--- 原文节选 ---
日拱一卒，伯克利CS61A，这是我见过最酷炫的Python作业

Github

阶段0 工具方法

Problem 0

Problem 0.1 Using list comprehensions

list comprehension是如下形式的语法：

[<map expression> for <name> in <sequence expression> if <filter expression>]

>>> [x * x for x in range(10) if x % 2 == 0]
[0, 4, 16, 36, 64]

def map_and_filter(s, map_fn, filter_fn):
"""Returns a new list containing the results of calling map_fn on each
element of sequence s for which filter_fn returns a true value.

>>> square = lambda x: x * x
>>> is_odd = lambda x: x % 2 == 1
>>> map_and_filter([1, 2, 3, 4, 5], square, is_odd)
[1, 9, 25]
"""
# BEGIN Question 0
return [map_fn(x) for x in s if filter_fn(x)]
# END Question 0

Problem 0.2: Using min

min函数接收一个list，返回其中最小的元素。但它同样可以接收一个匿名函数key，用来自定义元素的排序。这个匿名函数key只能有一个输入，它会被list中的每一个元素调用，它返回的结果将会用来进行比较。

>>> min([-1, 0, 1]) # no key argument; smallest input
-1
>>> min([-1, 0, 1], key=lambda x: x*x) # input with the smallest square
0

def key_of_min_value(d):
"""Returns the key in a dict d that corresponds to the minimum value of d.

>>> letters = {'a': 6, 'b': 5, 'c': 4, 'd': 5}
>>> min(letters)
'a'
>>> key_of_min_value(letters)
'c'
"""
# BEGIN Question 0
return min(d, key=lambda x: d[x])
# END Question 0

Problem 1

def mean(s):
"""Returns the arithmetic mean of a sequence of numbers s.

>>> mean([-1, 3])
1.0
>>> mean([0, -3, 2, -1])
-0.5
"""
# BEGIN Question 1
assert len(s) > 0, 'empty list'
return sum(s) / len(s)
# END Question 1

阶段1 数据抽象

Problem 2

• make_restaurant函数: 返回一个餐馆，它由5个字段组成:

• name (a string)

• location (a list containing latitude and longitude)

• categories (a list of strings)

• price (a number)

• reviews (a list of review data abstractions created by make_review)

• restaurant_name: 返回restaurant名称

• restaurant_location: 返回restaurant位置

• restaurant_categories: 返回restaurant类别

• restaurant_price: 返回restaurant价格

• restaurant_ratings: 返回restaurant评分

def make_restaurant(name, location, categories, price, reviews):
"""Return a restaurant data abstraction containing the name, location,
categories, price, and reviews for that restaurant."""
# BEGIN Question 2
return [name, location, categories, price, reviews]
# END Question 2

def restaurant_name(restaurant):
"""Return the name of the restaurant, which is a string."""
# BEGIN Question 2
return restaurant[0]
# END Question 2

def restaurant_location(restaurant):
"""Return the location of the restaurant, which is a list containing
latitude and longitude."""
# BEGIN Question 2
return restaurant[1]
# END Question 2

def restaurant_categories(restaurant):
"""Return the categories of the restaurant, which is a list of strings."""
# BEGIN Question 2
return restaurant[2]
# END Question 2

def restaurant_price(restaurant):
"""Return the price of the restaurant, which is a number."""
--- 所示资料 ---
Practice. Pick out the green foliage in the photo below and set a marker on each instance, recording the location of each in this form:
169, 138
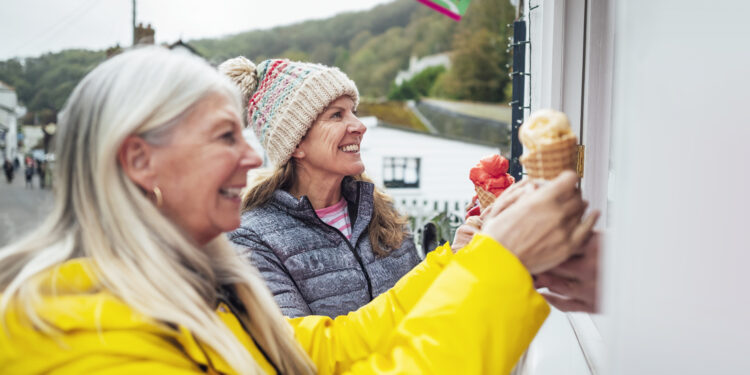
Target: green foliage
418, 86
370, 46
393, 113
479, 57
44, 83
---
### 给定练习 1
原文节选所述make_restaurant函数返回的餐馆由哪些字段组成？请逐一列出全部字段名称。
### 给定练习 2
请依据原文节选回答下列问题：
(a) 列表推导式示例 [x * x for x in range(10) if x % 2 == 0] 的输出结果是什么？
(b) 传给min函数的匿名函数key只能有几个输入？
(c) mean函数中的assert语句在条件不成立时给出的提示信息是什么？
### 给定练习 3
请抄录原文节选中自“# BEGIN Question 1”起至“name (a string)”止的这一段。

### 完整回答 1
name、location、categories、price、reviews

### 完整回答 2
(a) [0, 4, 16, 36, 64]
(b) 一个
(c) 'empty list'

### 完整回答 3
# BEGIN Question 1
assert len(s) > 0, 'empty list'
return sum(s) / len(s)
# END Question 1

阶段1 数据抽象

Problem 2

• make_restaurant函数: 返回一个餐馆，它由5个字段组成:

• name (a string)